Page excerpt:

Monounsaturated fats are found in olive oil, avocado, hazelnuts, rapeseed oil, almonds, cashews, peanuts, nut butter, eggs, pumpkin and sesame seeds.

Monounsaturated fats have numerous benefits to the body when it comes to our fertility and general health, including reducing inflammation (important in conditions such as Endometriosis) and contributing to a healthy microbiome. Studies show that eating foods rich in monounsaturated fatty acids also helps to improve good blood cholesterol levels, lowering LDL (bad cholesterol) which can decrease your risk of heart disease and strokes. Research also indicates that these fatty acids may benefit insulin levels and blood sugar control, which can be especially helpful in the prevention of diabetes – important for those with Poly Cystic Ovary Syndrome (PCOS).

I am often asked which is best to cook with Olive oil or Rapeseed oil?

Olive oil is a pure oil, a good source of fat- soluble vitamins E and K and is a key component of the Mediterranean diet. It has been found in numerous studies to provide key health benefits due to the anti-inflammatory and antioxidant properties it contains. Rapeseed oil is also a pure oil, containing no fats or carbohydrates and also a good source of the fat -soluble vitamins E and K. It contains a good balance of fatty acids and is lower in saturates than many other oils, and high in monounsaturated fatty acids. It also has a high content of the omega 3 fatty acid ALA. Therefore, it is a good choice for an everyday cooking oil for good heart health.

When using oils to cook with it is advisable to choose an oil with a high smoke point (burning point). This means that the oil can withstand higher temperatures before the fats start to break down and the flavour of the oil starts to become affected. Good choices for frying at high temperatures are rapeseed oil, peanut oil or sunflower oil.

Olive oil, in studies has been found to be fairly resistant to heat and many people do use it for light cooking. When preparing a salad dressing, or lightly cooking say an onion to start a soup off, you might want to use an oil with a good flavour and many people choose to use extra virgin olive oil, nut oils or flavoured oils.
Always go for cold pressed Extra Virgin oil where possible (please look at the video on Babble Prime on olive oil for more on the benefits and types of olive oil. You will also find a video there on avocado too and its importance to health )

Recipe ideas:

  • Why not try combining olive oil, lemon juice, balsamic, tahini and a splash of orange juice makes a delicious salad dressing.
  • Why not make your own guacamole using ripe avocados, a squeeze of lemon and some chopped garlic -much nicer than bought!
  • Smashed avocado on wholemeal toast with a poached egg and chilli flakes for breakfast
  • Add to salads and soups.
  • Substitute mayonnaise with avocado in sandwiches
  • Avocado pancakes
  • Avocado and tomato salsa
  • Avocado and chocolate mousse

Avocado and Berry Boost smoothie – start your day off well!

Sue Bedford (MSc Nutritional Therapy)

Why not start the day off with this avocado and berry ‘On the go breakfast smoothie’ and give yourself a magical nutritious energy boost! There is a great balance here of good fat, protein, carbs and lots of vital vitamins and minerals. So, if you are in a rush whizz one of these up and take it with you! Don’t skip breakfast!

Referring expression data
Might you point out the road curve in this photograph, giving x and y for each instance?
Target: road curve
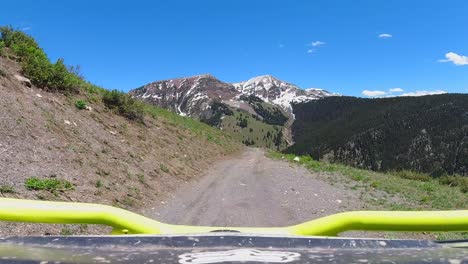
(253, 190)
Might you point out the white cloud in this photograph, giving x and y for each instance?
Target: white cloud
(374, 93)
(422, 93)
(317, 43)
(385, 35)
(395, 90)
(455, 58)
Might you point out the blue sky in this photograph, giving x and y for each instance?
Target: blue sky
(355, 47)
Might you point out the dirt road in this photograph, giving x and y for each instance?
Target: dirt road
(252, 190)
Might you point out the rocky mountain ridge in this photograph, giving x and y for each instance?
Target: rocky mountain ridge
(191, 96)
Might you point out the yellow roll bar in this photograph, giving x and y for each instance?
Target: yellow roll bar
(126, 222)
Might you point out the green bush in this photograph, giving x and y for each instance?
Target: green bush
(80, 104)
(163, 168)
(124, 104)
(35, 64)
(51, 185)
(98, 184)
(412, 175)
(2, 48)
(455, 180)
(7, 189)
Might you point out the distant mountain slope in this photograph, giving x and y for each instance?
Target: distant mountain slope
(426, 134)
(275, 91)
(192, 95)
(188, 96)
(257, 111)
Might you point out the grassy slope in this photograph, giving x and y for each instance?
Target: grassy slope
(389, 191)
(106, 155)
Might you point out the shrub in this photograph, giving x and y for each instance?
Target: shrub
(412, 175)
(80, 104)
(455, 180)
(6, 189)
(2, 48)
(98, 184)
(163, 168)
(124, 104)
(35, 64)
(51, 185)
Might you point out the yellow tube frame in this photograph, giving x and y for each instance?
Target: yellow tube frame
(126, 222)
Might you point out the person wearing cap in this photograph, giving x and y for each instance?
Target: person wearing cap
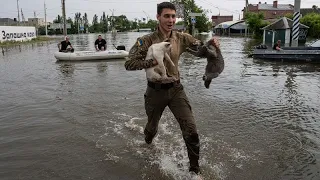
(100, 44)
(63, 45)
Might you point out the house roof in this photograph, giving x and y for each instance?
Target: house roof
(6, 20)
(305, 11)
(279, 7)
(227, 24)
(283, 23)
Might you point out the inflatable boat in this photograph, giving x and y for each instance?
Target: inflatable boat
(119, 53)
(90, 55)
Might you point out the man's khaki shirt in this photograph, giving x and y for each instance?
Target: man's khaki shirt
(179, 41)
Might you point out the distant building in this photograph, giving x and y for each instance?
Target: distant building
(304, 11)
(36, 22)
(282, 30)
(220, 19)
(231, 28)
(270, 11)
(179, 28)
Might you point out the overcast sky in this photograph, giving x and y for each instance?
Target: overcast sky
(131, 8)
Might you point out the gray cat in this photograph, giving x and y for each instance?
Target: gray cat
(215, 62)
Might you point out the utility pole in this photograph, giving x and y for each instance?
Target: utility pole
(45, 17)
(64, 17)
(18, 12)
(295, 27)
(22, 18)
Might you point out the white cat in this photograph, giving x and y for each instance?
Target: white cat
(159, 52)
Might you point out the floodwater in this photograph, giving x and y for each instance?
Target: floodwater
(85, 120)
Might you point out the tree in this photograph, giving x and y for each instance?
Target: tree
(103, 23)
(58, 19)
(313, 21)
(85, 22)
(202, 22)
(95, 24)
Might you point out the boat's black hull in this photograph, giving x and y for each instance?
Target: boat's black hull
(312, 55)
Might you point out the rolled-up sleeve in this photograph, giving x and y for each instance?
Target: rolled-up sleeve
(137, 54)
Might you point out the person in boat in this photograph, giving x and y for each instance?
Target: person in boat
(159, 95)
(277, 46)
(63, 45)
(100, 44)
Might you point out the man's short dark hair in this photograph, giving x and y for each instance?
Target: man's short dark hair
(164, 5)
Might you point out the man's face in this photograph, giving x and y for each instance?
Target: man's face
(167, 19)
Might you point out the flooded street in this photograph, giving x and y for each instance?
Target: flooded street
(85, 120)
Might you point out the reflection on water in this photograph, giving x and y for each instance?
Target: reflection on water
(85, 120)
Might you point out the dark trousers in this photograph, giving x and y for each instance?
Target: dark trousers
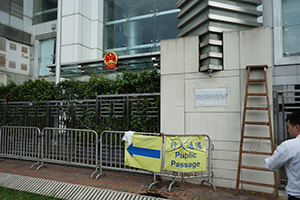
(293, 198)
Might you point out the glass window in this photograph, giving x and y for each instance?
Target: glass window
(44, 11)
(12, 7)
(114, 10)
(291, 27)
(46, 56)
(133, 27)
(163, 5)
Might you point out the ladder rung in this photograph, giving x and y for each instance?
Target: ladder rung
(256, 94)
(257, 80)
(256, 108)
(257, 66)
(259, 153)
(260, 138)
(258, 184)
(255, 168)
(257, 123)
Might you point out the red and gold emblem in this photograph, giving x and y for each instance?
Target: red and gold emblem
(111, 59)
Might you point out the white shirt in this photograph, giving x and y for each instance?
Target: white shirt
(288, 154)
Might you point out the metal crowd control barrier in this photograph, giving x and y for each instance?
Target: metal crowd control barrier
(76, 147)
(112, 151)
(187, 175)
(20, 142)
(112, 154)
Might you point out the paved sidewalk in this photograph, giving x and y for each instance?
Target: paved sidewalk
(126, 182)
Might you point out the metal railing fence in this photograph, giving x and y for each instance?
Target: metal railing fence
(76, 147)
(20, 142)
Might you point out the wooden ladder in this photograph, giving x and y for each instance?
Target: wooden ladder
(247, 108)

Set of tasks:
A. Translate this sentence from the page excerpt on monounsaturated fats into Spanish: "Good choices for frying at high temperatures are rapeseed oil, peanut oil or sunflower oil."
B. Turn the paragraph in the page excerpt on monounsaturated fats that begins "When using oils to cook with" into a short bulleted list that keeps its main facts.

Results of the tasks:
A. Buenas opciones para freír a altas temperaturas son el aceite de colza, el aceite de cacahuete o el aceite de girasol.

B.
- For cooking, choose an oil with a high smoke point (burning point).
- A high smoke point means the oil can withstand higher temperatures before its fats break down and its flavor is affected.
- Good oils for frying at high temperatures are rapeseed oil, peanut oil and sunflower oil.